Exercise task:
Render every line of the material below as a two-column Markdown table, with columns headed Row and Line that hold a row number and the line. Skip blank lines, and omit the pictures from the table.

Entries shown:

[Start]

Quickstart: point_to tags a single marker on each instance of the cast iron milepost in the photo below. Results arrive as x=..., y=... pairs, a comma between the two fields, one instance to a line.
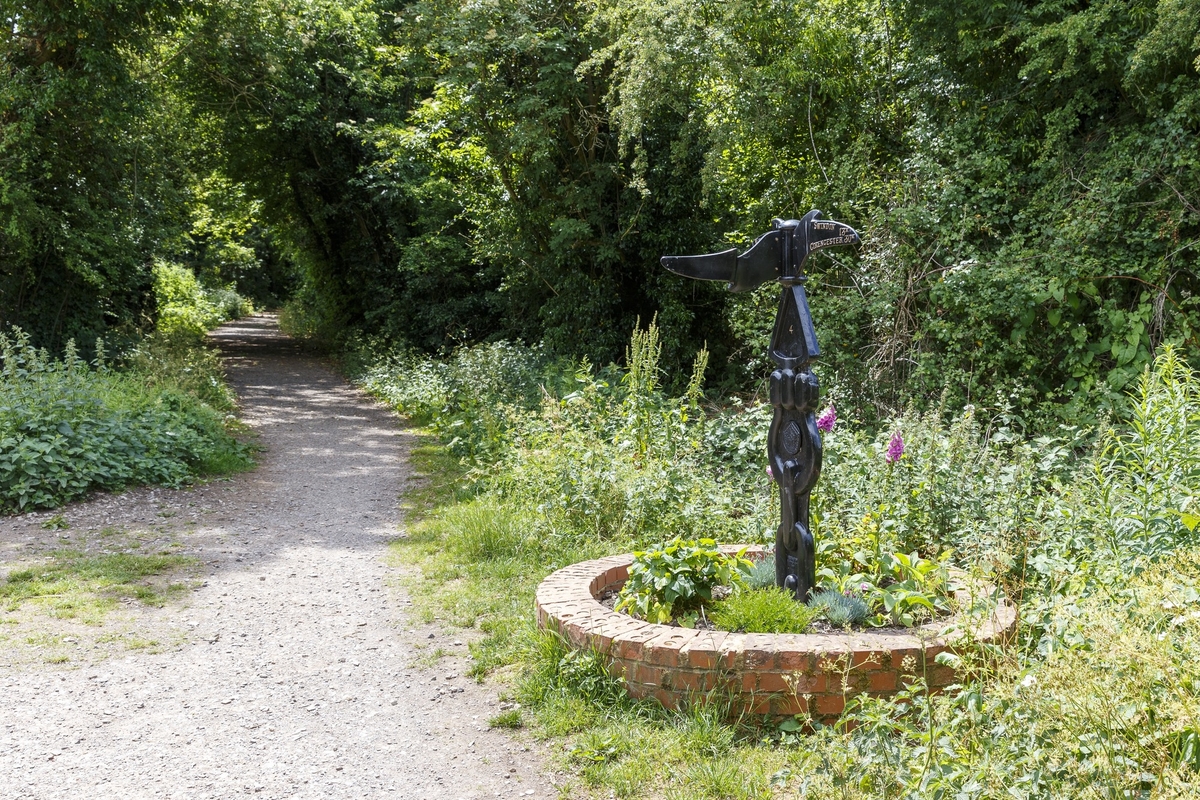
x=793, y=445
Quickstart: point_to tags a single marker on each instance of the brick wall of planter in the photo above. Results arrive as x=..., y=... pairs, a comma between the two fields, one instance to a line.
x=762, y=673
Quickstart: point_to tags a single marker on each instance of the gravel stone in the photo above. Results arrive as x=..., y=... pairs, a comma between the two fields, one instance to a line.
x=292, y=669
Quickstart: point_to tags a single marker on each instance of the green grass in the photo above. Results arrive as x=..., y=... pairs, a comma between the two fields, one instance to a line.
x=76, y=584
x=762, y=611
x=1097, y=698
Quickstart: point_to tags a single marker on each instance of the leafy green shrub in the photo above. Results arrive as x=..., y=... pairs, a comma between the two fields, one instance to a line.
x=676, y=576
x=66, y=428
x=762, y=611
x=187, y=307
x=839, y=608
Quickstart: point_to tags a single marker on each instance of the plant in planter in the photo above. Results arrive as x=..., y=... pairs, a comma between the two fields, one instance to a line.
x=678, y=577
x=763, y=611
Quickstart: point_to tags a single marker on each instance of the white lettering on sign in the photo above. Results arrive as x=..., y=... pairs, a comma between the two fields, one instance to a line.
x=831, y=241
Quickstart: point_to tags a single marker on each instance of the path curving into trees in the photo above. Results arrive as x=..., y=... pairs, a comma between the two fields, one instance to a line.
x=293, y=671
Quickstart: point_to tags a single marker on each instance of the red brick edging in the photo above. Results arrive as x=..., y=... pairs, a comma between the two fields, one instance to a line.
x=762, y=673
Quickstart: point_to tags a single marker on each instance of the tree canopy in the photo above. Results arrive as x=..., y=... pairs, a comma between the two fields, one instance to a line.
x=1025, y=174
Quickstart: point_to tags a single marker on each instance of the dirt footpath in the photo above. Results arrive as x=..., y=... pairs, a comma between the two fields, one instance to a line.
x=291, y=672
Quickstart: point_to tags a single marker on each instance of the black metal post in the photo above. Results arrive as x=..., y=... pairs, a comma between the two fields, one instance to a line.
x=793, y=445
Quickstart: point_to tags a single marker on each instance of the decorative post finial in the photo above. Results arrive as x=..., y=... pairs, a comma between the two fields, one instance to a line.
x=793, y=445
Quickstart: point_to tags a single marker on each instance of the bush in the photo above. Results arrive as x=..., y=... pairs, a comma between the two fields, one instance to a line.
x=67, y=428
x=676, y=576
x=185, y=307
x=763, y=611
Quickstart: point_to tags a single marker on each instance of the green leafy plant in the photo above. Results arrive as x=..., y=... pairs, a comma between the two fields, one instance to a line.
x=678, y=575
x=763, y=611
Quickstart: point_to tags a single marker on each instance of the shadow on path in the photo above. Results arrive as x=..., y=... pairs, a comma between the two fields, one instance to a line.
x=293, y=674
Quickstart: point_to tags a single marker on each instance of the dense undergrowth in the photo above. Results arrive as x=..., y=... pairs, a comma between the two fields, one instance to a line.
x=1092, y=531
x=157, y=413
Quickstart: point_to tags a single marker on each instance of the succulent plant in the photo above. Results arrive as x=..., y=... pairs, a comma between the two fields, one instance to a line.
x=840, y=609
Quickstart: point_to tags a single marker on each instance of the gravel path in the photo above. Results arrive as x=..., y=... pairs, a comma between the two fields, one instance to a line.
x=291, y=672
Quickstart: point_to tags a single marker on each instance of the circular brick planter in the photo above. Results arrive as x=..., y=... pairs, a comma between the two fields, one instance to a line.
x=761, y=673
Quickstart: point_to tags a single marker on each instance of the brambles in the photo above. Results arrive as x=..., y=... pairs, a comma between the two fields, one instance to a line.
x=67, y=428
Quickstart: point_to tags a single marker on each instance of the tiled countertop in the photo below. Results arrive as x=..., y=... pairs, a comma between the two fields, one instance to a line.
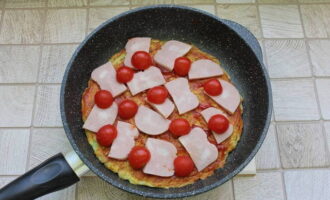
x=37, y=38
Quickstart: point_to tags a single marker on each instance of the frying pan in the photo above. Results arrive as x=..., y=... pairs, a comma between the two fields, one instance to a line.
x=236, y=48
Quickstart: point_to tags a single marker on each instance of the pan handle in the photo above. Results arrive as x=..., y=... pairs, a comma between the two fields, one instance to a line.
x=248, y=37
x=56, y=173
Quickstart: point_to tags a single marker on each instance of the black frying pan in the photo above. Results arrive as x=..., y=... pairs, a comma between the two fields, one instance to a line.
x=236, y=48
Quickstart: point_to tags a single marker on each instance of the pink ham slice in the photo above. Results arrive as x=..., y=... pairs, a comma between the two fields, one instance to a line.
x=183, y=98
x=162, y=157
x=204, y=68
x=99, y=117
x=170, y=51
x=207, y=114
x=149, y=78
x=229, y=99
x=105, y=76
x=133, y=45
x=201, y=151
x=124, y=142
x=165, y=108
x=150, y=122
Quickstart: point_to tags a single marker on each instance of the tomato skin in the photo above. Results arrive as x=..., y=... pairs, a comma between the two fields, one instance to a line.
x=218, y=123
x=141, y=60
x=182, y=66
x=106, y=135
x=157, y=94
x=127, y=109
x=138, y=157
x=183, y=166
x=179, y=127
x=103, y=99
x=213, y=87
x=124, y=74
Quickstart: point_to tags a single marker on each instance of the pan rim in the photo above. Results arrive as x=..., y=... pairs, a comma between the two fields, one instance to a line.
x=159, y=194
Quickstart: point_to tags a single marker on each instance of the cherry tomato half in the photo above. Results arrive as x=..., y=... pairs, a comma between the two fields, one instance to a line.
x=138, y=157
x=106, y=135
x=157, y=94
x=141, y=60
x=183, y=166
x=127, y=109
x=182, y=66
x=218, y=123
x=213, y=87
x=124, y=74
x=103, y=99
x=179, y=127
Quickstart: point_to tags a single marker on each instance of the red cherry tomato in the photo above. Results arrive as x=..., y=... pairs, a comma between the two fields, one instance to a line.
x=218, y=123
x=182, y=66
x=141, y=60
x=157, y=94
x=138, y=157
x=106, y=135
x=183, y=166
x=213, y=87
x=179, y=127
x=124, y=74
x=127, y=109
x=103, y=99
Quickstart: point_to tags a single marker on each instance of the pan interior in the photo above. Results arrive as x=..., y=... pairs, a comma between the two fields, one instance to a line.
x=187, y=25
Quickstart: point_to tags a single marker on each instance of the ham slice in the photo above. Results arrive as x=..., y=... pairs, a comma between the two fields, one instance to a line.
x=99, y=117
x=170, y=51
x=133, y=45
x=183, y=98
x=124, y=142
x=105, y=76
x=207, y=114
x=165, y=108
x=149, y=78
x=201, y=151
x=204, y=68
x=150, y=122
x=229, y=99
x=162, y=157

[End]

Task response:
| Row | Line |
|---|---|
| 1 | Quickstart: point_to tags a single marker on each instance of the cast iron milepost in the photo below. Results arrive as x=..., y=... pairs, a comma between the two fields, one instance to a line. |
| 2 | x=793, y=445 |
| 3 | Quickstart: point_to tags a single marker on each instance of the brick wall of planter in the photo above. Results arrive as x=..., y=... pairs, a comma between the two fields, one instance to a line. |
| 4 | x=762, y=673 |
| 5 | Quickstart: point_to tags a single marker on each instance of the gravel stone in the photo above. Results arrive as x=..., y=... pairs, a comma between the two fields, one instance to a line. |
| 6 | x=292, y=669 |
| 7 | Quickstart: point_to tags a single marker on each instance of the green grass in the photo above. Results arrive as x=..., y=... pairs, a comma between the two fields, one instance to a line. |
| 8 | x=76, y=584 |
| 9 | x=762, y=611 |
| 10 | x=1097, y=698 |
| 11 | Quickstart: point_to tags a single marker on each instance of the leafy green shrub in the photo above. Results arrive as x=..., y=... pairs, a comma between the two fields, one instance to a line. |
| 12 | x=676, y=576 |
| 13 | x=66, y=428 |
| 14 | x=762, y=611 |
| 15 | x=187, y=307 |
| 16 | x=839, y=608 |
| 17 | Quickstart: point_to tags a single marker on each instance of the plant in planter in the photo above. Results arrive as x=..., y=... pairs, a comma between the two fields, one instance to a line. |
| 18 | x=678, y=577 |
| 19 | x=763, y=611 |
| 20 | Quickstart: point_to tags a single marker on each instance of the white lettering on sign in the photo above. Results arrive as x=..., y=... pairs, a comma between the two fields, one instance to a line. |
| 21 | x=831, y=241 |
| 22 | Quickstart: point_to tags a single marker on each instance of the path curving into trees in the photo above. Results arrive as x=..., y=... pairs, a comma between the two fields, one instance to a line. |
| 23 | x=293, y=671 |
| 24 | Quickstart: point_to tags a single marker on each instance of the red brick edging in the photo above. Results arrive as x=..., y=... pairs, a comma between the two fields, one instance to a line. |
| 25 | x=762, y=673 |
| 26 | Quickstart: point_to tags a single marker on each instance of the tree canopy in the photo above. Results arrive as x=..., y=... pairs, a comma between the two fields, one instance to a line. |
| 27 | x=1025, y=174 |
| 28 | Quickstart: point_to tags a single marker on each instance of the dirt footpath in the photo above. Results arrive as x=..., y=... pairs, a comma between the two fields, one instance to a line. |
| 29 | x=291, y=672 |
| 30 | Quickstart: point_to tags a single marker on each instance of the black metal post in the photo above. Results arrive as x=..., y=... pairs, a comma between the two fields, one instance to a line. |
| 31 | x=793, y=445 |
| 32 | Quickstart: point_to tags a single marker on each instance of the decorative post finial in the photo above. Results arrive as x=..., y=... pairs, a comma between the two fields, one instance to a line. |
| 33 | x=793, y=445 |
| 34 | Quickstart: point_to tags a single marker on each instance of the bush in the photo above. Results arrive as x=..., y=... pairs, a comma between the two fields, one instance to a line. |
| 35 | x=67, y=428 |
| 36 | x=676, y=576 |
| 37 | x=185, y=307 |
| 38 | x=763, y=611 |
| 39 | Quickstart: point_to tags a single marker on each instance of the green leafy plant in the photo above. Results arrive as x=..., y=... pairs, a comma between the two fields, one instance to a line. |
| 40 | x=678, y=575 |
| 41 | x=763, y=611 |
| 42 | Quickstart: point_to tags a single marker on each instance of the shadow on path in the photo above. Results arrive as x=..., y=... pairs, a comma between the two fields, one instance to a line. |
| 43 | x=293, y=674 |
| 44 | Quickstart: point_to tags a single marker on each instance of the dense undergrowth in the photo above. Results arrive as x=..., y=... pairs, a comma between the two fields, one instance to a line. |
| 45 | x=1092, y=531 |
| 46 | x=157, y=413 |
| 47 | Quickstart: point_to tags a single marker on each instance of the succulent plant in the photo above. Results arrive as x=..., y=... pairs, a comma between the two fields, one instance to a line. |
| 48 | x=840, y=609 |
| 49 | Quickstart: point_to tags a single marker on each instance of the gravel path in the photo above. Results arrive as x=..., y=... pairs, a comma between the two fields, one instance to a line. |
| 50 | x=291, y=672 |
| 51 | Quickstart: point_to tags a single marker on each instance of the circular brick planter in the photo above. Results arrive as x=..., y=... pairs, a comma between the two fields, one instance to a line. |
| 52 | x=761, y=673 |
| 53 | Quickstart: point_to tags a single marker on each instance of the brambles in the photo above. Results arrive as x=..., y=... pairs, a comma between the two fields, one instance to a line. |
| 54 | x=67, y=428 |
| 55 | Quickstart: point_to tags a single marker on each instance of the tiled countertop in the photo below. Results arrive as x=..., y=... pairs, a comma between the two fields, one instance to a line. |
| 56 | x=37, y=38 |
| 57 | Quickstart: point_to tags a single marker on each instance of the frying pan in the photo above. Results arrive as x=..., y=... pairs, a comma between the two fields, one instance to a line. |
| 58 | x=236, y=48 |
| 59 | Quickstart: point_to tags a single marker on each instance of the pan handle in the photo above. Results arrive as x=..., y=... pairs, a comma between the two fields, one instance to a line. |
| 60 | x=248, y=37 |
| 61 | x=56, y=173 |
| 62 | Quickstart: point_to tags a single marker on each instance of the black frying pan in the photo above. Results arrive as x=..., y=... pairs, a comma between the two fields, one instance to a line. |
| 63 | x=236, y=48 |
| 64 | Quickstart: point_to tags a single marker on each instance of the pink ham slice in the photo above. Results arrive as x=..., y=... pairs, a comma between the two fields, one instance to a line. |
| 65 | x=183, y=98 |
| 66 | x=162, y=157 |
| 67 | x=204, y=68 |
| 68 | x=99, y=117 |
| 69 | x=170, y=51 |
| 70 | x=207, y=114 |
| 71 | x=149, y=78 |
| 72 | x=229, y=99 |
| 73 | x=105, y=76 |
| 74 | x=133, y=45 |
| 75 | x=201, y=151 |
| 76 | x=124, y=142 |
| 77 | x=165, y=108 |
| 78 | x=150, y=122 |
| 79 | Quickstart: point_to tags a single marker on each instance of the tomato skin in the photo above. Results arrive as x=..., y=... pairs, a comma between the two fields, one instance to a line. |
| 80 | x=218, y=123 |
| 81 | x=141, y=60 |
| 82 | x=182, y=66 |
| 83 | x=106, y=135 |
| 84 | x=157, y=94 |
| 85 | x=127, y=109 |
| 86 | x=138, y=157 |
| 87 | x=183, y=166 |
| 88 | x=179, y=127 |
| 89 | x=103, y=99 |
| 90 | x=213, y=87 |
| 91 | x=124, y=74 |
| 92 | Quickstart: point_to tags a single marker on each instance of the pan rim in the photo above. Results arrive as x=..., y=... pairs, a comma between the two fields, one instance to a line. |
| 93 | x=159, y=194 |
| 94 | Quickstart: point_to tags a single marker on each instance of the cherry tomato half in the photo above. Results arrive as x=..., y=... pairs, a comma between the two fields, one instance to a line. |
| 95 | x=138, y=157 |
| 96 | x=106, y=135 |
| 97 | x=157, y=94 |
| 98 | x=141, y=60 |
| 99 | x=183, y=166 |
| 100 | x=127, y=109 |
| 101 | x=182, y=66 |
| 102 | x=218, y=123 |
| 103 | x=213, y=87 |
| 104 | x=124, y=74 |
| 105 | x=103, y=99 |
| 106 | x=179, y=127 |
| 107 | Quickstart: point_to tags a single marker on each instance of the red cherry tomato in the photo above. Results arrive as x=..., y=... pairs, a comma between the two fields, one instance to a line. |
| 108 | x=218, y=123 |
| 109 | x=182, y=66 |
| 110 | x=141, y=60 |
| 111 | x=157, y=94 |
| 112 | x=138, y=157 |
| 113 | x=106, y=135 |
| 114 | x=183, y=166 |
| 115 | x=213, y=87 |
| 116 | x=179, y=127 |
| 117 | x=124, y=74 |
| 118 | x=127, y=109 |
| 119 | x=103, y=99 |
| 120 | Quickstart: point_to tags a single marker on each instance of the pan interior in the photo above. Results arrive as x=..., y=... pairs, a comma between the two fields, one instance to a line. |
| 121 | x=187, y=25 |
| 122 | Quickstart: point_to tags a single marker on each instance of the ham slice in the photo above. Results arrive as x=..., y=... pairs, a comma between the two fields, one instance to a line. |
| 123 | x=99, y=117 |
| 124 | x=170, y=51 |
| 125 | x=133, y=45 |
| 126 | x=183, y=98 |
| 127 | x=124, y=142 |
| 128 | x=105, y=76 |
| 129 | x=207, y=114 |
| 130 | x=165, y=108 |
| 131 | x=149, y=78 |
| 132 | x=201, y=151 |
| 133 | x=204, y=68 |
| 134 | x=150, y=122 |
| 135 | x=229, y=99 |
| 136 | x=162, y=157 |